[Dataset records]
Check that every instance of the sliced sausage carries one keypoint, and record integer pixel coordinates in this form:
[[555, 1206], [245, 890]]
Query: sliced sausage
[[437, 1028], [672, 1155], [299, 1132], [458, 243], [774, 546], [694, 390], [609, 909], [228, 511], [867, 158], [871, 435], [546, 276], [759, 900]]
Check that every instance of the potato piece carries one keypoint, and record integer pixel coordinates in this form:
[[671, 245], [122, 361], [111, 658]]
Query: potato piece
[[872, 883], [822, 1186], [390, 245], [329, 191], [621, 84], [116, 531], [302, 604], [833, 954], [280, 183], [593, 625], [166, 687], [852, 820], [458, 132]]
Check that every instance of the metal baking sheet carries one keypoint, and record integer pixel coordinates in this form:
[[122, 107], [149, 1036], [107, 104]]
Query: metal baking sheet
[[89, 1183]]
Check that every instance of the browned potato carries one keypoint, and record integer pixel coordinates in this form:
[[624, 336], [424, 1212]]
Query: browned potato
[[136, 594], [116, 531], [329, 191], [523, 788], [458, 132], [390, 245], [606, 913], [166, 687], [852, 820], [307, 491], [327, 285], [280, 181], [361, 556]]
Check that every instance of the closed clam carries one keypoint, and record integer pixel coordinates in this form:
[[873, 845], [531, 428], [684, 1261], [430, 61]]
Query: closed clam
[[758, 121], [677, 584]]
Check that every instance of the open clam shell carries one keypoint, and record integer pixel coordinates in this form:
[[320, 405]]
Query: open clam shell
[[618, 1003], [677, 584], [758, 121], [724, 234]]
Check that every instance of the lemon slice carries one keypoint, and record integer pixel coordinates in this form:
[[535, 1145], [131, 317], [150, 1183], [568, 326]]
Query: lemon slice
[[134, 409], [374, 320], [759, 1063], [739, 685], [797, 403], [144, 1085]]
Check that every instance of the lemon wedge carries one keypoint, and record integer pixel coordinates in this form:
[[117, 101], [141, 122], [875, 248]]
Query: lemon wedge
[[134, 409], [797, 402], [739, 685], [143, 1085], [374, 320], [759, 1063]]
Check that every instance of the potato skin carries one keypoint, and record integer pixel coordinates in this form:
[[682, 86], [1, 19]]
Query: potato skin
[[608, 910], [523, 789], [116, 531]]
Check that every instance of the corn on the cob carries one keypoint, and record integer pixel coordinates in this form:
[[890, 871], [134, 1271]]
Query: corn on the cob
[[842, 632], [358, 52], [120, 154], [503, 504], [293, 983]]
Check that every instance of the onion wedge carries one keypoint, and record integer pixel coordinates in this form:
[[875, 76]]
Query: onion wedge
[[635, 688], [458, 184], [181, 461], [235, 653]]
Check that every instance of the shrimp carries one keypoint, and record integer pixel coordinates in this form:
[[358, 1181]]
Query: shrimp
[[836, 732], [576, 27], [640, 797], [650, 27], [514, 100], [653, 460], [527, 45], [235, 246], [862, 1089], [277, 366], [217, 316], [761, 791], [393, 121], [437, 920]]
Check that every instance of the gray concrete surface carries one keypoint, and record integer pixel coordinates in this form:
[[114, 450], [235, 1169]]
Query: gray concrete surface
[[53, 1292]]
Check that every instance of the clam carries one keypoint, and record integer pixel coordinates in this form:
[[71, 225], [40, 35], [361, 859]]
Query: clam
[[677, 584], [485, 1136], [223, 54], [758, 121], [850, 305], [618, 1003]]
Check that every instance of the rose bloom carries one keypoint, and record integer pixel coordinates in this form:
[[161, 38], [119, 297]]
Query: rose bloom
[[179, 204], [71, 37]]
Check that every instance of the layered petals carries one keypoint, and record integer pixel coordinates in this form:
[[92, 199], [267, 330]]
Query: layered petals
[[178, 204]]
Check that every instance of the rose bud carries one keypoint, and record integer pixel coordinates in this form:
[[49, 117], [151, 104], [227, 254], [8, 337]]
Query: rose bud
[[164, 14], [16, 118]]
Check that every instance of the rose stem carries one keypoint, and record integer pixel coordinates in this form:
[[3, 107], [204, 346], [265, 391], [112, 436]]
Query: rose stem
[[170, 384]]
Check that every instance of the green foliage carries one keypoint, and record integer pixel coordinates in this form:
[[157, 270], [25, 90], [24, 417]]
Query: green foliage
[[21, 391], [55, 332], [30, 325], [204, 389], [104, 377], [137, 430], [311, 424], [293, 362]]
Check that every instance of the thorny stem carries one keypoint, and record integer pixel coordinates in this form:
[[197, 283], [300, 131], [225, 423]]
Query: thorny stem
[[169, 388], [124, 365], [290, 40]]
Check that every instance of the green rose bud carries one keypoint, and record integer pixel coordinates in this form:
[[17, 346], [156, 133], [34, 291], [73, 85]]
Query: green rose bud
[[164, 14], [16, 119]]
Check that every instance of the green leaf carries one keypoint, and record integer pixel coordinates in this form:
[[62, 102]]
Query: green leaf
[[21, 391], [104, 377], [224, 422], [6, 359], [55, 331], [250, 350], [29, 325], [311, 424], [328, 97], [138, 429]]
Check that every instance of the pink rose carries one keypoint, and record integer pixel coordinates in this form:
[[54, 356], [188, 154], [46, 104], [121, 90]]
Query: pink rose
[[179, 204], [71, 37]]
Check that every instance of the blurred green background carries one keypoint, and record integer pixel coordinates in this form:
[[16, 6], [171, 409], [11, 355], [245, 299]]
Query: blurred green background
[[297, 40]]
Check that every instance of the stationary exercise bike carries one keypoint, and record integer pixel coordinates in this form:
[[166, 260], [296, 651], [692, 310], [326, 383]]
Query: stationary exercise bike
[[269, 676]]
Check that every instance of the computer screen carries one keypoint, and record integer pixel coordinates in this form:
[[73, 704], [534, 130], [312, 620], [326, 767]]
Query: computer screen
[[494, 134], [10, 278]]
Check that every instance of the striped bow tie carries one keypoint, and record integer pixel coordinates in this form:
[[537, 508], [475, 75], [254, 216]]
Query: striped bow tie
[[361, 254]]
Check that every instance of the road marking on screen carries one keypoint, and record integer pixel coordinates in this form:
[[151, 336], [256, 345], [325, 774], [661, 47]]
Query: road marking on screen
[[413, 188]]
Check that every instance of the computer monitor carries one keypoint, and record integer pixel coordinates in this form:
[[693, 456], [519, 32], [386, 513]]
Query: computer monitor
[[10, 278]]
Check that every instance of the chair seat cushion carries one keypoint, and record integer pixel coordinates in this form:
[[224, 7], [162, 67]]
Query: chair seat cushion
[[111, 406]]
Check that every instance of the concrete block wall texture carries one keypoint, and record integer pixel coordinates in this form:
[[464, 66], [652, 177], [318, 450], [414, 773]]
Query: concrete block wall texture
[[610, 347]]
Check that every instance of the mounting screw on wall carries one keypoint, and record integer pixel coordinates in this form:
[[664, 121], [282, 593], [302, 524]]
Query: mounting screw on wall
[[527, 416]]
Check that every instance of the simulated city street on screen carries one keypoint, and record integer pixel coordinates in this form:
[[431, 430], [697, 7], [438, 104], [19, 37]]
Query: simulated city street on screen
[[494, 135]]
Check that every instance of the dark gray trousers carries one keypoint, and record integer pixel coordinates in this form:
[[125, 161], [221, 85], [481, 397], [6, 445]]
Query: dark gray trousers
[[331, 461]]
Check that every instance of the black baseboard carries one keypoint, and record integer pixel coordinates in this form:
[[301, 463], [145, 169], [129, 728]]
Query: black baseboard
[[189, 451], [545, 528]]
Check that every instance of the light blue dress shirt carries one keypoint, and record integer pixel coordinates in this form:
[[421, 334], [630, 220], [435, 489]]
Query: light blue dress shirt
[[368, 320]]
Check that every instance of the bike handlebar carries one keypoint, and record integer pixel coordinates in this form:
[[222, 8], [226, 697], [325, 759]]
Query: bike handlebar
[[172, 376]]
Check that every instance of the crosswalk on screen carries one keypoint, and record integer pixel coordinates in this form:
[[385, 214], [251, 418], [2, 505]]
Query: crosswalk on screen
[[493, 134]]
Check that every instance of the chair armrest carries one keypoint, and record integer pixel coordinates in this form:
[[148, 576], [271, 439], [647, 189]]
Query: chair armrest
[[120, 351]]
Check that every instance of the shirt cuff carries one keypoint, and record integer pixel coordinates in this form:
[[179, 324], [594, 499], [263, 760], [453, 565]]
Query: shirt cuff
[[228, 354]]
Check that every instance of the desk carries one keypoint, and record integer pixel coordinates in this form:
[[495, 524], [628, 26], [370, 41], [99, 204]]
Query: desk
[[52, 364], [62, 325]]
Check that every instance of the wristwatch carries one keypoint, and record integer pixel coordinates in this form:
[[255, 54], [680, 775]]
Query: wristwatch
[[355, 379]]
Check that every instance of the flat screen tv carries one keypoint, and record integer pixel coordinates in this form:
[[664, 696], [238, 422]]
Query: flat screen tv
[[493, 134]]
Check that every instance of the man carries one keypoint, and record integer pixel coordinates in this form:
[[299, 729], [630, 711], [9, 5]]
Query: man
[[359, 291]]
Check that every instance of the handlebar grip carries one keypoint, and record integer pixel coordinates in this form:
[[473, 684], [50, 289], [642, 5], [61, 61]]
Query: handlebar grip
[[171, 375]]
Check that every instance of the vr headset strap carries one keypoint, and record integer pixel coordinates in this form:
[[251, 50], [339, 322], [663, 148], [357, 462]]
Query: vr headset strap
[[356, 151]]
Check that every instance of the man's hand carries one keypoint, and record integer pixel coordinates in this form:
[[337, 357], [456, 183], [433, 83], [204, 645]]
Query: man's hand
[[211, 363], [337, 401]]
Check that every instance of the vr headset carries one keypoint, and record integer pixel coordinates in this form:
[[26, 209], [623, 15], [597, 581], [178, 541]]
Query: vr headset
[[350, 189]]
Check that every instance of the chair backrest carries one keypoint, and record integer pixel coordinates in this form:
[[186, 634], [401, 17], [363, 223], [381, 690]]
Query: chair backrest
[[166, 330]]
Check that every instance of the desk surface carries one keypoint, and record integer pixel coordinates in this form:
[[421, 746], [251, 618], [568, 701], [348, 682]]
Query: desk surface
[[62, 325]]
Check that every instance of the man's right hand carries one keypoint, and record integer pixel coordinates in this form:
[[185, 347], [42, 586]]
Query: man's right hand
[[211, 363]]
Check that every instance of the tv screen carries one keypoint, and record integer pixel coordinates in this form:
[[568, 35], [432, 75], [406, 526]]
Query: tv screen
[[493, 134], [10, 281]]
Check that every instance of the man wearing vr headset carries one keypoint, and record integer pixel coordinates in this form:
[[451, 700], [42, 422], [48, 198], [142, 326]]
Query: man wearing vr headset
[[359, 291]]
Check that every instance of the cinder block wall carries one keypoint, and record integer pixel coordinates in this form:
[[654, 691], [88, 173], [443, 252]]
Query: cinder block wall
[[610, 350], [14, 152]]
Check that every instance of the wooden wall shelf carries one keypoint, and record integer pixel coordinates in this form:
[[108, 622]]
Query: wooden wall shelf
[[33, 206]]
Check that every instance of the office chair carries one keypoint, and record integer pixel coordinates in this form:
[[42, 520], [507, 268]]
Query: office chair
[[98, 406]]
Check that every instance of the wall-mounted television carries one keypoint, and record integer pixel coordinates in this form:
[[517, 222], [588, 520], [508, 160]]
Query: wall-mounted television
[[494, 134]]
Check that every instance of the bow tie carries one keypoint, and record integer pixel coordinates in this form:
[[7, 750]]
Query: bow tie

To be done |
Reproduce the material above verbatim, starting at its first line and ending with the line that contains "181], [361, 556]]".

Reply to the task |
Check that every instance of the sliced sausage carries one keypoint, and record integer pixel coordinates in this form:
[[555, 1206], [245, 890]]
Query: sliced sausage
[[437, 1028], [672, 1155], [299, 1132], [458, 243], [774, 546], [694, 390], [609, 909], [228, 511], [867, 158], [871, 435], [546, 276], [759, 900]]
Check that every instance of the potato piece carries one keypoint, and record integer pixel coordinates in this form:
[[671, 245], [122, 361], [111, 658]]
Query: potato piece
[[872, 883], [822, 1186], [390, 245], [329, 191], [621, 84], [116, 531], [302, 604], [833, 954], [280, 183], [593, 625], [166, 687], [852, 820], [458, 132]]
Check that every instance of the metal baking sheet carries one keypoint, and record integer pixel coordinates in this form:
[[122, 107], [149, 1036], [107, 104]]
Query: metal baking sheet
[[89, 1183]]
Check that every instance of the browned potato carries one keypoint, and record integer pixel coordinates in this form:
[[624, 336], [424, 1212]]
Query: browned potato
[[136, 594], [116, 531], [329, 191], [523, 788], [458, 132], [390, 245], [606, 913], [166, 687], [852, 820], [307, 491], [327, 285], [280, 181], [361, 556]]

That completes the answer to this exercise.